_Texto fornecido_:
+++

Podem cegos guiar
cegos, e raposas cuidar de galinhas?
Faz três anos
que o presidente e seus ministros ocuparam os cargos para os quais foram
eleitos ou nomeados. Os governadores dos estados da federação também tomaram
posse na mesma data. Os parlamentares estaduais e federais, deputados e
senadores, assumiram suas cadeiras pouco depois. No período eleitoral, a grande
maioria dessa gente se apresentou como combatentes da corrupção e paladinos de
uma nova política. O que restou disso, três anos depois?
Não somos
juízes prontos a condenar ao fogo do inferno ou ao inferno quem quer que seja.
Jesus nos adverte que, com os olhos vedados por nossos preconceitos e
interesses mesquinhos, não estamos em condições de julgar ninguém. Mas, como
discípulos de Jesus, pedimos ao Espírito Santo a graça de apreciar retamente
todas as coisas, fatos e processos. Por isso, não podemos nos furtar à tarefa
de analisar criticamente e à luz da fé os acontecimentos e ações, e de
denunciar os prejuízos que eles podem trazer ao povo de Deus.
Uma série de
fatos, que ocorreram ou vieram nestes três anos, sustentam a afirmação de que
boa parte dos homens e mulheres que receberam o voto de um povo cansado de
falcatruas não passa de gente que combateu a lama que suja os pés de alguns
para esconder o lixo que deteriora irremediavelmente suas próprias palavras e projetos.
Recorrendo a discursos ardilosos, criminalizaram a conduta de alguns para
atrair os votos enquanto que, de modo mais que sorrateiro, afundavam na lama da
corrupção e arquitetavam projetos contra o povo.

+++

_Dados armazenados_:
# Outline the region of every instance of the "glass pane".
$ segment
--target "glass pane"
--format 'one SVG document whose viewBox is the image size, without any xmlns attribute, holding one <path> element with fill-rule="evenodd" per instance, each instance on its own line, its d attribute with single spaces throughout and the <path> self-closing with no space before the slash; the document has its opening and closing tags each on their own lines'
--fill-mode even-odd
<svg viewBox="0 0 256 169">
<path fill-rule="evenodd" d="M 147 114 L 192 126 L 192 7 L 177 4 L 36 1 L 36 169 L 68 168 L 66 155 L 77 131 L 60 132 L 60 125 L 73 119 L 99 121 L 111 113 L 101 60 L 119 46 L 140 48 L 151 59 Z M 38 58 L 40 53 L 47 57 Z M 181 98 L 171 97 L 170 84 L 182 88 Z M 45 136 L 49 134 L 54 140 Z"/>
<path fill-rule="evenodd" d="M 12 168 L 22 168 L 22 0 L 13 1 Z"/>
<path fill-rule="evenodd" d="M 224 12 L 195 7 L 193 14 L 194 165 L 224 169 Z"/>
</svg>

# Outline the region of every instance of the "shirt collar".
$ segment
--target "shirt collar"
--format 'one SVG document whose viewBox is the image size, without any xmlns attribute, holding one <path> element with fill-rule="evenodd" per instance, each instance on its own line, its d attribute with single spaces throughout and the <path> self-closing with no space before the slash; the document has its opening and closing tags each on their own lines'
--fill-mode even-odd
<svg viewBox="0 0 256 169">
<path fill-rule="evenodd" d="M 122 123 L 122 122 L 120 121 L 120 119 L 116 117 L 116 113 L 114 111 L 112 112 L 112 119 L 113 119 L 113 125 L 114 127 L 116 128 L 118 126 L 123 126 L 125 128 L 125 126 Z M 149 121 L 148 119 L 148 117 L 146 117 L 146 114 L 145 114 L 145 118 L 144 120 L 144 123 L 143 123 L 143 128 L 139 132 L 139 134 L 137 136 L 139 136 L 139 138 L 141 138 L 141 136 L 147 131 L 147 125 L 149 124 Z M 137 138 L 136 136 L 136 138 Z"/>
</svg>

+++

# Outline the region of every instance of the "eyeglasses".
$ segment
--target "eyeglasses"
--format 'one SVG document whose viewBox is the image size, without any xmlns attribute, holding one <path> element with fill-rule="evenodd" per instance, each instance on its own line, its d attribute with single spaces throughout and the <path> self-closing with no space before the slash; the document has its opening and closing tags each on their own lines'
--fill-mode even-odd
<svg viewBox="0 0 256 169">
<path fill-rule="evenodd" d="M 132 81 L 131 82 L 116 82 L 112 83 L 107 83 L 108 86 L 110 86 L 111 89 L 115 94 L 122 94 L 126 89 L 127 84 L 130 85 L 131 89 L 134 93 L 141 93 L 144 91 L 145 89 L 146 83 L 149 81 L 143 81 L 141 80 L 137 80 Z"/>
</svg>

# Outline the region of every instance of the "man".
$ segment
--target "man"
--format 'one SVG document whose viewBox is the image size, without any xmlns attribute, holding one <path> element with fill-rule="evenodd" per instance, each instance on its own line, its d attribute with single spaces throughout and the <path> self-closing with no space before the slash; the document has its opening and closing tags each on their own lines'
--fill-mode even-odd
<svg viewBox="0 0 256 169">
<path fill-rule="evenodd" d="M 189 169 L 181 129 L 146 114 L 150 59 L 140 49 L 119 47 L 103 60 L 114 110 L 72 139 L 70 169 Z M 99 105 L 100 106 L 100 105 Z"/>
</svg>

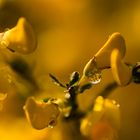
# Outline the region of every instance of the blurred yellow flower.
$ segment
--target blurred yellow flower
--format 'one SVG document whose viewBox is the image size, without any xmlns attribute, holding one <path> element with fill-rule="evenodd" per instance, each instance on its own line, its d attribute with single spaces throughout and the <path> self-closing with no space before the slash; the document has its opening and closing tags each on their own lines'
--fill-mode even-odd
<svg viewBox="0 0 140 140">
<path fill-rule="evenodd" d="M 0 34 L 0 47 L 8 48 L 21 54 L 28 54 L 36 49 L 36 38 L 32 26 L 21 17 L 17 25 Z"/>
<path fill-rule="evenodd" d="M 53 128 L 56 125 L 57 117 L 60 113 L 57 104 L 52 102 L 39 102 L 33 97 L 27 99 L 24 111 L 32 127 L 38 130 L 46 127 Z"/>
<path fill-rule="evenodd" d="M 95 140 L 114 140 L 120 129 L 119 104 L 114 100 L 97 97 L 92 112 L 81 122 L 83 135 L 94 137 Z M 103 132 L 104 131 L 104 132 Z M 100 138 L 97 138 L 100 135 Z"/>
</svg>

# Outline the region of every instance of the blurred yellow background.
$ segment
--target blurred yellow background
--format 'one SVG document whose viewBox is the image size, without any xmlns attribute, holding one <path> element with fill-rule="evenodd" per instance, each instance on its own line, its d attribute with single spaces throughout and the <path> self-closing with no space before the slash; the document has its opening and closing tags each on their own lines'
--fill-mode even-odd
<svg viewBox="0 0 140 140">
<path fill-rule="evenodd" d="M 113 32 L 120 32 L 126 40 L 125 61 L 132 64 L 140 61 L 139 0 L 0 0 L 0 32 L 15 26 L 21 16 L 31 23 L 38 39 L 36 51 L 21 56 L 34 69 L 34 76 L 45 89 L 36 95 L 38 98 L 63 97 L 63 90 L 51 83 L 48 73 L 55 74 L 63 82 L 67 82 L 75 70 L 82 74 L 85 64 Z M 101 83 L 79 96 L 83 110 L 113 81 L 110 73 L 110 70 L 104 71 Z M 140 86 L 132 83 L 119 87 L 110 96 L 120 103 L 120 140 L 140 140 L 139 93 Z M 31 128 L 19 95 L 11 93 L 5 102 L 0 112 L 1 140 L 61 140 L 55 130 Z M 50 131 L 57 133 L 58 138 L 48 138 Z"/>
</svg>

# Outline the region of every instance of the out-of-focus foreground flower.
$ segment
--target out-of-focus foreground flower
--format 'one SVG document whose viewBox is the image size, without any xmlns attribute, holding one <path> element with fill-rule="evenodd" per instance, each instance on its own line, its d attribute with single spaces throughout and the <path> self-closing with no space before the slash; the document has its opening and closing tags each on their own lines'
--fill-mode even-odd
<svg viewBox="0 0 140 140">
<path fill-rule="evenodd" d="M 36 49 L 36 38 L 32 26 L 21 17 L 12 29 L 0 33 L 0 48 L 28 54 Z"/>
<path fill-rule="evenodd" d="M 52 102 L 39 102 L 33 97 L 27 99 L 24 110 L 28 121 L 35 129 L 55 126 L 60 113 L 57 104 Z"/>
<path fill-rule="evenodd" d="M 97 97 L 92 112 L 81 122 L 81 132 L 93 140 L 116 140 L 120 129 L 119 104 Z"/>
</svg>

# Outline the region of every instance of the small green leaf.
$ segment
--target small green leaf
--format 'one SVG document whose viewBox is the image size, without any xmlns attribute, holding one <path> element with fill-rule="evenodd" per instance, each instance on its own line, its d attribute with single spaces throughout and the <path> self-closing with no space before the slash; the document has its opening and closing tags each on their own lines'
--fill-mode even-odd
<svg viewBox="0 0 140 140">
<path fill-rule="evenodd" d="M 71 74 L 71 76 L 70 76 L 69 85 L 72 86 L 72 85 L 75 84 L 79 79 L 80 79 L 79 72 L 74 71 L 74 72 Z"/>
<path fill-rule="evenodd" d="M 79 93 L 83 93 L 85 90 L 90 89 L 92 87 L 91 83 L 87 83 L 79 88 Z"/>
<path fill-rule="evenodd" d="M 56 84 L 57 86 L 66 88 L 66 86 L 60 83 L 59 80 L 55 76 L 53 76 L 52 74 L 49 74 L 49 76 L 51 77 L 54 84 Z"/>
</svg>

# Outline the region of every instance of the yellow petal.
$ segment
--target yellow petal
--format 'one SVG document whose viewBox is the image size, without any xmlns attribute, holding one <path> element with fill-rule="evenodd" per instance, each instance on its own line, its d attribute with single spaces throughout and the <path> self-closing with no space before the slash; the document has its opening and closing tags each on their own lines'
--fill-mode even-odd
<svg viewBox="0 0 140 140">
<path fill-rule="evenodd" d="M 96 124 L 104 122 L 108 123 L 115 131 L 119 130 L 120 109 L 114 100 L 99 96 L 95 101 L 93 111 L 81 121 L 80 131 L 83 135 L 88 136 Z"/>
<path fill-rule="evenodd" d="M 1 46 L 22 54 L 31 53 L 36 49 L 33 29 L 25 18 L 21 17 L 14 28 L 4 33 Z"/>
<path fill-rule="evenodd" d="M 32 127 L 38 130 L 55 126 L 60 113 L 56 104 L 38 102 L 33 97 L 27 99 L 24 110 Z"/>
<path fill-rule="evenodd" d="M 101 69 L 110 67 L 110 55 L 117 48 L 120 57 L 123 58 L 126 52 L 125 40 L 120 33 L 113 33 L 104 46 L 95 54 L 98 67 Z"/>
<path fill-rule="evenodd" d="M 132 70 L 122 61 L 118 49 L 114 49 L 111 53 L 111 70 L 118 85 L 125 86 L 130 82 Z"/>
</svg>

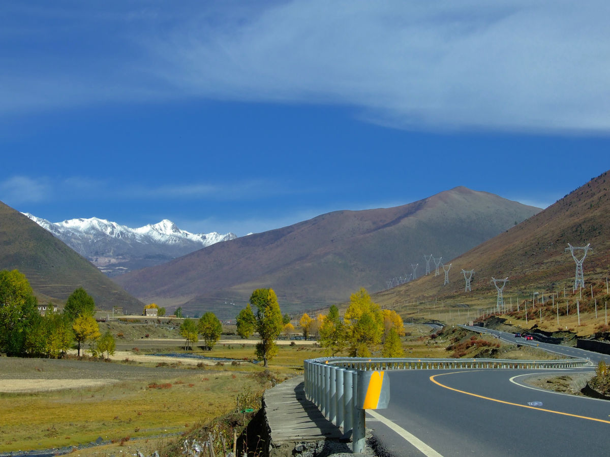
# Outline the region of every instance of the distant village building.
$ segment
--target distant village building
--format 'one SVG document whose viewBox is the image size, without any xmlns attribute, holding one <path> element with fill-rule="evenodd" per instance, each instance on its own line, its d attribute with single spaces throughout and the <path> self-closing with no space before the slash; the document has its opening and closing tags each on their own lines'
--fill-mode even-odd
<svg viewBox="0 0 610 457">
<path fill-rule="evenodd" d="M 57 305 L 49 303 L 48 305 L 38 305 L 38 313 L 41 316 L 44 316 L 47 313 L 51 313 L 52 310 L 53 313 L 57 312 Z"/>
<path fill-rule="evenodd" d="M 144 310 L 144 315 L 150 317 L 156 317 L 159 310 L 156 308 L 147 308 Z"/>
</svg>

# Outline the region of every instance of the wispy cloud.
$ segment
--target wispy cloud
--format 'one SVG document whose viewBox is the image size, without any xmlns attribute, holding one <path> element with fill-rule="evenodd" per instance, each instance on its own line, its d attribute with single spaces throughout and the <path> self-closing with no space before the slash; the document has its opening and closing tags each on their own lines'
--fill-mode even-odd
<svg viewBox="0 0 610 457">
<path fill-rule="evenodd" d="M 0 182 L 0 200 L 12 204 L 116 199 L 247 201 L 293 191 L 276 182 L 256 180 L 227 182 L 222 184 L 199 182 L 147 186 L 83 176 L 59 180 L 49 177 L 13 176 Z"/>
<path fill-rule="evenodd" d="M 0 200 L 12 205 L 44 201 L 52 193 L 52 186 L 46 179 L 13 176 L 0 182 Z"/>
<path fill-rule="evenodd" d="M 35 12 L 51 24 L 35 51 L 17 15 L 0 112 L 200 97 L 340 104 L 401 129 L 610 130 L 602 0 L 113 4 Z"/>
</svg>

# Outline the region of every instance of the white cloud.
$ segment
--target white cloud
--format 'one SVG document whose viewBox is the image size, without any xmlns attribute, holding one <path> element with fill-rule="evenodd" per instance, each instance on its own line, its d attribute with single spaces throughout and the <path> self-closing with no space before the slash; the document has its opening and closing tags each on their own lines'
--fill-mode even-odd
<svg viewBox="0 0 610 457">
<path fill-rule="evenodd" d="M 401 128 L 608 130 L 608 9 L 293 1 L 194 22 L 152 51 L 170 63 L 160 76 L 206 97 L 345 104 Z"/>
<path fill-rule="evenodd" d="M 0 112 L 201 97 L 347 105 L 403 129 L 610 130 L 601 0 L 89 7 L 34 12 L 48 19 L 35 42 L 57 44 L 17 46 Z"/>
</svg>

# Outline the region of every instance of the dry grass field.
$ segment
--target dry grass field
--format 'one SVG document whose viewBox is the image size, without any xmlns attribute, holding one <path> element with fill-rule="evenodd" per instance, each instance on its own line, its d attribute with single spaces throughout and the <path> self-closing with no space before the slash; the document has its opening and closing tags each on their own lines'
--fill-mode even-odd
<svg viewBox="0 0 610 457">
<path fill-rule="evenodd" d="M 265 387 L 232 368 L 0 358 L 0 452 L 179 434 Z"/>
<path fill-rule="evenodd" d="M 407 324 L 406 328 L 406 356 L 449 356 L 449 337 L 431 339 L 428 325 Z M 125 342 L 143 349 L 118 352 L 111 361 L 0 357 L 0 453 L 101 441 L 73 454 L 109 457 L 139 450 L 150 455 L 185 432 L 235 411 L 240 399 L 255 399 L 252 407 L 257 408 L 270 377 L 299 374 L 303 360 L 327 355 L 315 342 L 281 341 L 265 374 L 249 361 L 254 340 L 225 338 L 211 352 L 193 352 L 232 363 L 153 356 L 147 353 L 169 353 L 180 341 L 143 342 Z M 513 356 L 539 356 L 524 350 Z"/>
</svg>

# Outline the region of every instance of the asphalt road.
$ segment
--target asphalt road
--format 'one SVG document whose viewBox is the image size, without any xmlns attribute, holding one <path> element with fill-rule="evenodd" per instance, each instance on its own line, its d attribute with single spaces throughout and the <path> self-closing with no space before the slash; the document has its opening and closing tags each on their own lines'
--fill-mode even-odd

+++

_Seu objetivo_: Transcreva sem alterações o trecho do texto sobre os políticos eleitos há três anos, desde "Faz três anos" até "três anos depois?", incluindo ambos.

_Resposta do exercício_:
Faz três anos
que o presidente e seus ministros ocuparam os cargos para os quais foram
eleitos ou nomeados. Os governadores dos estados da federação também tomaram
posse na mesma data. Os parlamentares estaduais e federais, deputados e
senadores, assumiram suas cadeiras pouco depois. No período eleitoral, a grande
maioria dessa gente se apresentou como combatentes da corrupção e paladinos de
uma nova política. O que restou disso, três anos depois?